— Start Data excerpts —

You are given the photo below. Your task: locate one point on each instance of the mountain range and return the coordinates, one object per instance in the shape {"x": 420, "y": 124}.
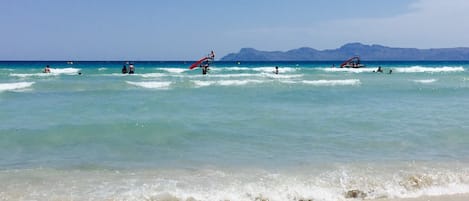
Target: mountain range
{"x": 366, "y": 52}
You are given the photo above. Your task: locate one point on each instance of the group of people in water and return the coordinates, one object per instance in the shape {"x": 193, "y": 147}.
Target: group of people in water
{"x": 206, "y": 63}
{"x": 380, "y": 70}
{"x": 130, "y": 71}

— End Data excerpts —

Task to complete:
Present the lines above as a Markdown table with two columns, Row and Line. Number each row, skip blank lines, and omit the pictures.

Answer to this task:
| Row | Line |
|---|---|
| 1 | You are given the photo below. Your task: locate one point on each instance of the mountain range and return the coordinates, one object per instance in the shape {"x": 420, "y": 124}. |
| 2 | Target: mountain range |
| 3 | {"x": 366, "y": 52} |
| 4 | You are given the photo above. Your task: locate one point on each instance of the group of people in water and return the coordinates, one object per instance in the shape {"x": 193, "y": 147}. |
| 5 | Target: group of people in water |
| 6 | {"x": 206, "y": 63} |
| 7 | {"x": 380, "y": 70} |
| 8 | {"x": 130, "y": 71} |